WORK TASK:
In the post on Australian same-sex marriage, what share of Australians did several rally speakers say supported gay marriage?

PAGE EXCERPT:
Monday, August 3, 2009

On Australian same-sex marriage

(yes, I know this post should have been on Saturday. It took a while)

On Saturday, I attended Melbourne's Equal Love rally, to show support for same-sex marriage. There were some great speakers, including Senator Hanson-Young and a spokesperson for the Radical Women. However, what bothered me was that several speakers mentioned that 60% of Australian's supported gay marriage, like that was a genuine reason. Personally, I don't care if the 4-5,000 who attended the rally are the only people in all of Australia who think that same-sex marriage should be legal. The political views of the majority should absolutely never impact on the rights of any minority group. We saw this happen in California, wherein the majority voted to remove prevent Californian gays from marrying. Go back 54 years, to 1954, in which the Supreme Court ruled that segregation in schools was unconstitutional. Any intelligent, intellectually honest person with a firm knowledge of black American civil rights knows that if racial integration were up to a popular vote, it would have taken decades for the population to forego their prejudices.

All arguments to discriminate against gays are farcical. Traditional? Preventing women from voting was one of the longest-standing traditions in Western democracy, and stood for centuries until the Suffragette movements. Not natural? Asides from being false, almost everything in our day-to-day lives in unnatural. Cars, harnessing electricity and modern medicine are all unnatural, yet we'd be insane to pass them up. We shouldn't redefine marriage? Marriage has been redefined countless times. Anti-Biblical? Asides from being unconstitutional, why should we follow that particular interpretation of the Bible? Why not a more lefty view? For the children? Firstly, marriage and children have nothing to do with each other. You can marry and not have children, and vice versa. Secondly, gays are fine parents. It will lead to polygamy? That's a red herring; every person who's used that argument has failed to state why polygamous marriage is so bad in the first place. They can't procreate? Neither can the elderly. And so on and so fourth.

However, despite all this, for this term, I don't think the ALP should change the marriage laws immediately. Namely, because as a part of his election campaign, Rudd stated that he wouldn't allow gays to marry. And if there's one thing I loathe, it's a political leader changing his position on an issue mid-term, before they can be voted on that issue. Hence, I would rather Rudd state that if reelected, he would change the marriage laws, rather than change them now, even at the cost of equality.

Personal principles; they can be a real pain at times.

[Data items]

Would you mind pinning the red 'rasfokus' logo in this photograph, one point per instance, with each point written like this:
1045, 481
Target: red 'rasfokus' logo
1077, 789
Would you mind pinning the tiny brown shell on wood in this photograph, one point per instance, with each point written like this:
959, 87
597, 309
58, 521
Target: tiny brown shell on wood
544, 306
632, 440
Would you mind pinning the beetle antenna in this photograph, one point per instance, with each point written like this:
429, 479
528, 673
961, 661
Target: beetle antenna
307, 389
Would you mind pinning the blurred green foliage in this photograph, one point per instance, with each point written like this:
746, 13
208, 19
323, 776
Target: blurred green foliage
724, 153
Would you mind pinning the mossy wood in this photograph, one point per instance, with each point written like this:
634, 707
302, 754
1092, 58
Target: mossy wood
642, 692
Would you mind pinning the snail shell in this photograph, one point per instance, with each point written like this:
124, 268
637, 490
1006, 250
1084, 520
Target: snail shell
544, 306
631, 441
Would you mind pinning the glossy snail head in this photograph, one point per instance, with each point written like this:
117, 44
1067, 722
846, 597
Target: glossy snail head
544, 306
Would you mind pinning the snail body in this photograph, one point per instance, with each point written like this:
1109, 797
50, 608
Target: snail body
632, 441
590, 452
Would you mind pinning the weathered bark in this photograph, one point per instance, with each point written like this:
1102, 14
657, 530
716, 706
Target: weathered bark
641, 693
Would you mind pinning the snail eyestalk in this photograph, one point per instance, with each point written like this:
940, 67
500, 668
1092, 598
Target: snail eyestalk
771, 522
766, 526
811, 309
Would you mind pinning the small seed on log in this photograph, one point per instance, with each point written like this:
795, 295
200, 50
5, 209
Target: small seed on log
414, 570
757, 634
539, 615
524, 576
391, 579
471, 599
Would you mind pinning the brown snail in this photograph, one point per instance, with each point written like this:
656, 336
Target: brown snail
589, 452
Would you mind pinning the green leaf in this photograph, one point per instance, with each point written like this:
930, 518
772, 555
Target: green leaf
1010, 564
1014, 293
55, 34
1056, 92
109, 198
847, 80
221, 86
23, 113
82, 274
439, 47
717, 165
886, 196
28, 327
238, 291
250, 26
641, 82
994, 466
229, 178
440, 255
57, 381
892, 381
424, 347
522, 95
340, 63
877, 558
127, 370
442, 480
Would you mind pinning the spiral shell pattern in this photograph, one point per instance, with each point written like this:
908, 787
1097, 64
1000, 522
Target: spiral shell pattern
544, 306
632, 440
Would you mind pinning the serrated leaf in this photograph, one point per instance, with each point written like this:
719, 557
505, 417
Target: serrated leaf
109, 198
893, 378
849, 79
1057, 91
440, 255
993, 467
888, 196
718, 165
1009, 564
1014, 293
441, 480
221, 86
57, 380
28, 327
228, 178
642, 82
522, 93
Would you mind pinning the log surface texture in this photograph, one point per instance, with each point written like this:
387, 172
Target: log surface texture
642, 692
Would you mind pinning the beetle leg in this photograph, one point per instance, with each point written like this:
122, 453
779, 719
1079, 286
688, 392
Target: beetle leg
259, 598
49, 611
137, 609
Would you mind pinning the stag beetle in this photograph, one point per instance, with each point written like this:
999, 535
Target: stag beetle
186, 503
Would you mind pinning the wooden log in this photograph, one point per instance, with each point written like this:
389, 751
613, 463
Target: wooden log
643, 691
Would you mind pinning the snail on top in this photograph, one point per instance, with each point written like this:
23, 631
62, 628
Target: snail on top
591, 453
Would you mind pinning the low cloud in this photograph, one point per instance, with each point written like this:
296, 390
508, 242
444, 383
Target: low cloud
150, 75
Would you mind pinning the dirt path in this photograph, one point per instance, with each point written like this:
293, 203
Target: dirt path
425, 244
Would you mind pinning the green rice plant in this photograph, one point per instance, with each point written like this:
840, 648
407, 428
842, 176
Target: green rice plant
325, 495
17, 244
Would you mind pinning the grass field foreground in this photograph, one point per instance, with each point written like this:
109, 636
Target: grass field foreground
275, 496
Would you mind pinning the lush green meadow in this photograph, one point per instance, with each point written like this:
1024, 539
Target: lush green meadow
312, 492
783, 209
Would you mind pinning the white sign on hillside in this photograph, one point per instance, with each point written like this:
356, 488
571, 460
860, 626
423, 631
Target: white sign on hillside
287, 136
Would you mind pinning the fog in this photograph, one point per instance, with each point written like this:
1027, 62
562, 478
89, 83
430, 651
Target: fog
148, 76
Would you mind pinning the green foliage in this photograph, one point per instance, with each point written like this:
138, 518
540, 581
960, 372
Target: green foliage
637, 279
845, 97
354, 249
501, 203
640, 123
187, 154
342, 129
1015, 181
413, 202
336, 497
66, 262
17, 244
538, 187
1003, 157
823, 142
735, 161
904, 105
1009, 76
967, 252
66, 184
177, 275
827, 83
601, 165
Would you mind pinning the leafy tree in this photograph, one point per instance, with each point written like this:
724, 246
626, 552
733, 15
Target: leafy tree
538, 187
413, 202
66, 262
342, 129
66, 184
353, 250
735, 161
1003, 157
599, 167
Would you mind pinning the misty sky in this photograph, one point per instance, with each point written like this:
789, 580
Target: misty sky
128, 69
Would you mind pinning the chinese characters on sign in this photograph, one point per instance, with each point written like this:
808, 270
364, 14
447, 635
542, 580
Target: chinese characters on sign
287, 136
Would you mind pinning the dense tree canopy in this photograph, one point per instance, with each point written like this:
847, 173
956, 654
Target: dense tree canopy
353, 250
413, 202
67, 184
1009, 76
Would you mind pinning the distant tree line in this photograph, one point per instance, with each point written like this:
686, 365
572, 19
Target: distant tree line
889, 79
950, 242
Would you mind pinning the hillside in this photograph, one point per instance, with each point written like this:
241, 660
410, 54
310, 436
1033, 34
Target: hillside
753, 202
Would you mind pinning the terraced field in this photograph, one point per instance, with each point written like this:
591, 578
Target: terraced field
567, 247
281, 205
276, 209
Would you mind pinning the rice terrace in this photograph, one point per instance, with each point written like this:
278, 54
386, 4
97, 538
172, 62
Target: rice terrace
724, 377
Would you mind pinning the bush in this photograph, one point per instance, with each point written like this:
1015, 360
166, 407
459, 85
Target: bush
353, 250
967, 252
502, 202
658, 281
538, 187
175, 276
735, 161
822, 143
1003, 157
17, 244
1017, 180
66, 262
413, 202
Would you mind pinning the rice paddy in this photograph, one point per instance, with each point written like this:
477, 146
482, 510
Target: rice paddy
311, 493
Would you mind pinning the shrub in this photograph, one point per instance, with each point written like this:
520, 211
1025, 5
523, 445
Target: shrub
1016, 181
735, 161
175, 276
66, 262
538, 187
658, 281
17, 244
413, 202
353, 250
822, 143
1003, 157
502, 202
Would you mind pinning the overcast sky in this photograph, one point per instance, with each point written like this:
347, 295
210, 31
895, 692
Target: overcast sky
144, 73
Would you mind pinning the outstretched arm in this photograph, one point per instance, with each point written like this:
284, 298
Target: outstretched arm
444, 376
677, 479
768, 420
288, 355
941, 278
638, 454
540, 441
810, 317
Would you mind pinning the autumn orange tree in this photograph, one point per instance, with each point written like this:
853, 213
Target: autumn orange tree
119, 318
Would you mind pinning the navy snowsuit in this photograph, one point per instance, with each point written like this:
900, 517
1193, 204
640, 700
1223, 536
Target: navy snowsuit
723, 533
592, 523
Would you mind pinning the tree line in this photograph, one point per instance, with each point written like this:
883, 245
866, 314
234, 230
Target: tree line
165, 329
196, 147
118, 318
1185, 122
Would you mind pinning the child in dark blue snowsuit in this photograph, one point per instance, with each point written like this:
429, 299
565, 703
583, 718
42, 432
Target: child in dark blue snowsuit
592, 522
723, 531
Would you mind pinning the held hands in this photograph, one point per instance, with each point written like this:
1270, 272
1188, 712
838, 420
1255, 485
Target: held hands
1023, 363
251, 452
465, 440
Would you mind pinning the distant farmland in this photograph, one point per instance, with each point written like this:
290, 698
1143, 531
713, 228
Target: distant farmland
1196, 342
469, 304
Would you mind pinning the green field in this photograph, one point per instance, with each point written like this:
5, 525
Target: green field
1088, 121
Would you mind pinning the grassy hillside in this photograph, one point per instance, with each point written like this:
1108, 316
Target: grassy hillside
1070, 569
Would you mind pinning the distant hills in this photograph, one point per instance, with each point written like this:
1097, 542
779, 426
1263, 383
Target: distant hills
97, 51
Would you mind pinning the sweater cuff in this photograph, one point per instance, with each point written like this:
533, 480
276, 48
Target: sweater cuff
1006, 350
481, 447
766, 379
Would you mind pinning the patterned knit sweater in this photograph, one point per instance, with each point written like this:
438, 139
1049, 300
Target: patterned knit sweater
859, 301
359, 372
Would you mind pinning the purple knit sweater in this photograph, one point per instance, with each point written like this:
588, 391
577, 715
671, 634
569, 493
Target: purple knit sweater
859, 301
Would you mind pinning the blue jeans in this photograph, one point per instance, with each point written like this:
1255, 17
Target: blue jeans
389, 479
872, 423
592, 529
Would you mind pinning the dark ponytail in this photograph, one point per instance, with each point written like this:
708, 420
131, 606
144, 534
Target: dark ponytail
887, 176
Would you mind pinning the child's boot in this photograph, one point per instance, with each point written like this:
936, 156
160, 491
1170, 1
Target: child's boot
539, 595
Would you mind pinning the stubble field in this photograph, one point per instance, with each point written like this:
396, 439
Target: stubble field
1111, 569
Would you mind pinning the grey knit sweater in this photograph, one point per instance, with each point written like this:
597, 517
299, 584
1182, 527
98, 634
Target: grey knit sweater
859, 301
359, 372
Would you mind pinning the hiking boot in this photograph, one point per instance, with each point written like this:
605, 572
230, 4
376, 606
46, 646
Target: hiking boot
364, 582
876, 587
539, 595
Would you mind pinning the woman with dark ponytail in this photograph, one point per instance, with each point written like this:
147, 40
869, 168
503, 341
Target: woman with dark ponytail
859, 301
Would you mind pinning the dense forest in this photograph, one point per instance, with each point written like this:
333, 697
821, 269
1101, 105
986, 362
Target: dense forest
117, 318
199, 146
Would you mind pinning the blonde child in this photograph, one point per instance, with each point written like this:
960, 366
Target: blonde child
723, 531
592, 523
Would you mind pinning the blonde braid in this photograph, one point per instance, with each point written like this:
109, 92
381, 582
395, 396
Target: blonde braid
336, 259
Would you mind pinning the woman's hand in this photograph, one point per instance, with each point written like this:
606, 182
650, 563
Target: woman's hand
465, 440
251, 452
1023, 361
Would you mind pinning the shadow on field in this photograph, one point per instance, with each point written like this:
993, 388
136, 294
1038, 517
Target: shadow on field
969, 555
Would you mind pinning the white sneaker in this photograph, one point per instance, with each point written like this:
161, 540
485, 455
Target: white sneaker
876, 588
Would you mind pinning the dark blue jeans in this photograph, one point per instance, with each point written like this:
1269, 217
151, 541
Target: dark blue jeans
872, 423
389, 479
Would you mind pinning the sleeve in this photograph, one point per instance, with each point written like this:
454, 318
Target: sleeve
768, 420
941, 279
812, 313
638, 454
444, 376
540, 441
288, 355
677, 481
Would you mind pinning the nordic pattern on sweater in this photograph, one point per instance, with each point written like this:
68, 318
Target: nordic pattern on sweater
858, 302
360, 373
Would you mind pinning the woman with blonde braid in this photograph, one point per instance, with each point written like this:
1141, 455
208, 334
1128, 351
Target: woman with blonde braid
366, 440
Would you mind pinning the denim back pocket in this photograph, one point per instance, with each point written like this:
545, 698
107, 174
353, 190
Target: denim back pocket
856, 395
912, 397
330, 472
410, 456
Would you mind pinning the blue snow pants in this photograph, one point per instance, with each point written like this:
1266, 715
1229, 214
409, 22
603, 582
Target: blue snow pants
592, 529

EXERCISE ANSWER:
60%